| STATED PROBLEM |
Report every line in the records below that contains the string "door". Matching is case-sensitive.

| DATA SHOWN |
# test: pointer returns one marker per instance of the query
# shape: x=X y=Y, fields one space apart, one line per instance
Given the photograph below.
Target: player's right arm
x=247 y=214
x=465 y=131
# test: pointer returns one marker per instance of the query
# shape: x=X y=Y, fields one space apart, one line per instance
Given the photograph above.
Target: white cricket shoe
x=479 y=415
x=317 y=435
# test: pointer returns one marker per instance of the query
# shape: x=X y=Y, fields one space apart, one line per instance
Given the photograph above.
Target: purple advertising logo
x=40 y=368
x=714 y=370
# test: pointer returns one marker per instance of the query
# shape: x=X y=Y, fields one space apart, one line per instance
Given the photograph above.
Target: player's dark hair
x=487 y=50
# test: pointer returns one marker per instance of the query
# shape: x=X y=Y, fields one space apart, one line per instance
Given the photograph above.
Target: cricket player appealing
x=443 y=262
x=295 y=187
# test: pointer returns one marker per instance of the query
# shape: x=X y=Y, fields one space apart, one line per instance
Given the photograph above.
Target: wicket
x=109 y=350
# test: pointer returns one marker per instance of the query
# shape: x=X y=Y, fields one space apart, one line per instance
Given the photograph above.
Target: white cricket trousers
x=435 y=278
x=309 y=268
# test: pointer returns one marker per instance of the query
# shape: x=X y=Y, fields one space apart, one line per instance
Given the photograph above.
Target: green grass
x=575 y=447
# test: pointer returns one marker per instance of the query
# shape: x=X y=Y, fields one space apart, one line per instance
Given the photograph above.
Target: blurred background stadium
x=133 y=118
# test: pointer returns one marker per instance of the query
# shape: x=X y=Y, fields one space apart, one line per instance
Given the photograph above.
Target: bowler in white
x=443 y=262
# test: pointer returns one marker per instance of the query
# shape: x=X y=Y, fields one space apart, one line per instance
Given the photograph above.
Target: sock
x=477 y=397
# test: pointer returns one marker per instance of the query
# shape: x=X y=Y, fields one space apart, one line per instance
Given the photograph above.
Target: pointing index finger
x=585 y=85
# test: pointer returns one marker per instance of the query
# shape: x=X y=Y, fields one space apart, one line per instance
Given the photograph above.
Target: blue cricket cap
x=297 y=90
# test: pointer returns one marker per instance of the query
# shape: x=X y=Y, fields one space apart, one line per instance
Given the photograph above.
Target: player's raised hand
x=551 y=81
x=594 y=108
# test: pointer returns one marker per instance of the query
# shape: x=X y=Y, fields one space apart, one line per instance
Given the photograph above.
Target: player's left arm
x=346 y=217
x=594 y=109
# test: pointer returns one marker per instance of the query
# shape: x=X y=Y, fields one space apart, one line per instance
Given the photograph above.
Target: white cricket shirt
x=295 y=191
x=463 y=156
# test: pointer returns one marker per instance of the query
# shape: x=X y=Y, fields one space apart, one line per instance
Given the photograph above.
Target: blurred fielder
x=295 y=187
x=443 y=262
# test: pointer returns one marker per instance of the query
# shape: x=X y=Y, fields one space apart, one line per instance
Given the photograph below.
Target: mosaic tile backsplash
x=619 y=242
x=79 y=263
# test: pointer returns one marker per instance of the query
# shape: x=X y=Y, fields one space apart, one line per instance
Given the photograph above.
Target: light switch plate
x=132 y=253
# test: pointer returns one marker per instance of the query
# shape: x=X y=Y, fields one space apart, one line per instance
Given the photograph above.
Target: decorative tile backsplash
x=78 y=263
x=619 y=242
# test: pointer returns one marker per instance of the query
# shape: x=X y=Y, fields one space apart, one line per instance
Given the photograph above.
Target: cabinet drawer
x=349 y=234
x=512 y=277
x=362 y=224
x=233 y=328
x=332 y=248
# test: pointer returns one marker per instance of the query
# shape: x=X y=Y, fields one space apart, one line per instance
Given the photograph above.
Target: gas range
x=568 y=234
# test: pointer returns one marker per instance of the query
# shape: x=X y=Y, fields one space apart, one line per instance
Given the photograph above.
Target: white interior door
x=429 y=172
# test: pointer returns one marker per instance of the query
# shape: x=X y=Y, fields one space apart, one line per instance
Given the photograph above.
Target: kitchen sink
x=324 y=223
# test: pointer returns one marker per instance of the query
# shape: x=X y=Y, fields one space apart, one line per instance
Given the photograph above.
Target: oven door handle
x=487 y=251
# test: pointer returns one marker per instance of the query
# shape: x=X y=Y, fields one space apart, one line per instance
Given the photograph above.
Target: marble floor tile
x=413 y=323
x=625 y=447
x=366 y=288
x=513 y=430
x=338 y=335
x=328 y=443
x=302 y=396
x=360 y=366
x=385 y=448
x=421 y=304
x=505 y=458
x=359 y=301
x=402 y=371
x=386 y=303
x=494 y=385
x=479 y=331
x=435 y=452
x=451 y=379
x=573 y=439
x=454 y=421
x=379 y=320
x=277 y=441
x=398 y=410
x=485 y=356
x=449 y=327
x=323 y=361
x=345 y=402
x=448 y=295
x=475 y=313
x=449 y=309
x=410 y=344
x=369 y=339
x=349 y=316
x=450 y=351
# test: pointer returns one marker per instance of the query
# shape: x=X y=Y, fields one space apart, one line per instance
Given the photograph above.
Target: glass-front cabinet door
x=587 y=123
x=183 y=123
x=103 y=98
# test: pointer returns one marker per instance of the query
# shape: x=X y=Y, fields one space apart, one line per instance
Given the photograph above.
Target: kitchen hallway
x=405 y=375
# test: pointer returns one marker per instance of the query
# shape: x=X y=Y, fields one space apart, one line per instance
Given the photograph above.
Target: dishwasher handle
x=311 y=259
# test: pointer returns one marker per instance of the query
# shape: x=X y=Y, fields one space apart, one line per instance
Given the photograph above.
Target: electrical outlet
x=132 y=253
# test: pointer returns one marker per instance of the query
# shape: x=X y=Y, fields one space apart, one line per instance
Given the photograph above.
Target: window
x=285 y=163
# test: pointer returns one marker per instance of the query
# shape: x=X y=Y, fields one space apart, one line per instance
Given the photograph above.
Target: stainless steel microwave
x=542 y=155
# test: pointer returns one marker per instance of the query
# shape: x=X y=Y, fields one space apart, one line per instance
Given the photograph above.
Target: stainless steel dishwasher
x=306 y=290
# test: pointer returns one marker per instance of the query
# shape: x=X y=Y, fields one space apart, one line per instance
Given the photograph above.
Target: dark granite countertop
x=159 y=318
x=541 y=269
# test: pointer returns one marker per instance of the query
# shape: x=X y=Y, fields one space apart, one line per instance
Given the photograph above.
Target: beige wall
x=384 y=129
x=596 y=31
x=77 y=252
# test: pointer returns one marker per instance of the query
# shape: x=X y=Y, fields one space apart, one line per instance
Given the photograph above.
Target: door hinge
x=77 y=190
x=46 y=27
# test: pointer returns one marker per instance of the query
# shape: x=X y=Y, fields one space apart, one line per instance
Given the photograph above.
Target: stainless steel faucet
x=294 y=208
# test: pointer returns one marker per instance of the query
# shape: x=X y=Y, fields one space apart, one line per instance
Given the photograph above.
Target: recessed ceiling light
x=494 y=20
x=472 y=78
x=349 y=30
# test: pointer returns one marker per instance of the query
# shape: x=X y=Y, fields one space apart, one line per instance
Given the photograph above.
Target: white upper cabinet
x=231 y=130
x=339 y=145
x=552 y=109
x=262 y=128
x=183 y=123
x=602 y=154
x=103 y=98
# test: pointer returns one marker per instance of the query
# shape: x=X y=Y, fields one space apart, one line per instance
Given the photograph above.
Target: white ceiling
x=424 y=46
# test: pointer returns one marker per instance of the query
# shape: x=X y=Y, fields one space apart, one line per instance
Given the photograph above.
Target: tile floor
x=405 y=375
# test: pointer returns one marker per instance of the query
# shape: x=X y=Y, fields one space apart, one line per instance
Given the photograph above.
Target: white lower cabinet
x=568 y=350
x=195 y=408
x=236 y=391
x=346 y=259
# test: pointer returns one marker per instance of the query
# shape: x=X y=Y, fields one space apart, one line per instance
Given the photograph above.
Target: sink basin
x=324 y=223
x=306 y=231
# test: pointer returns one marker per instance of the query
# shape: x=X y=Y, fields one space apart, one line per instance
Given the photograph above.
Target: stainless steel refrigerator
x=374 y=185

* * *

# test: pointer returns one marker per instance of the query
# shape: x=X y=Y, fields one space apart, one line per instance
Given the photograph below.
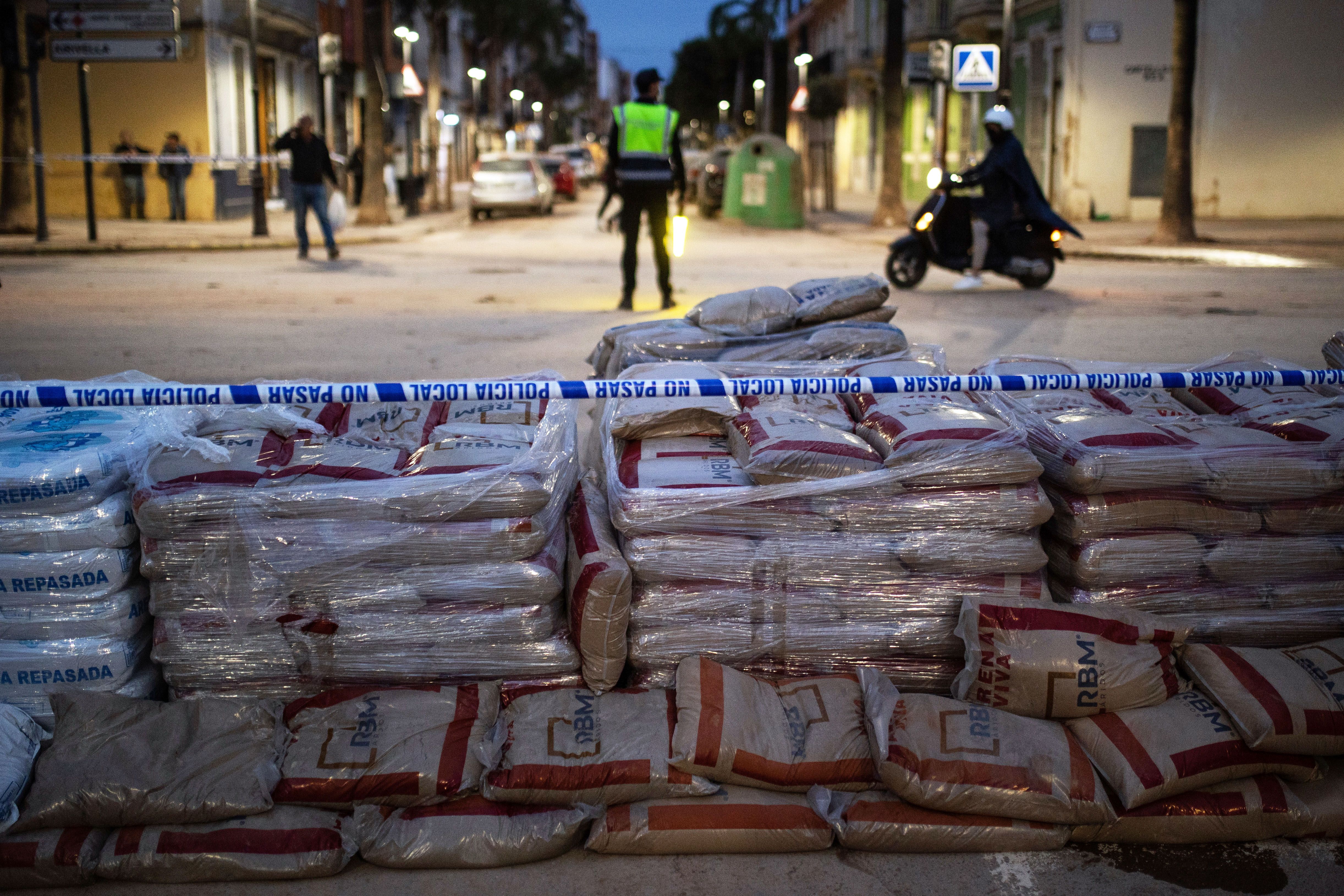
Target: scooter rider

| FINAL RESULT |
Target: white interior door
Target: oven door handle
Target: glass-front cabinet door
Target: door hinge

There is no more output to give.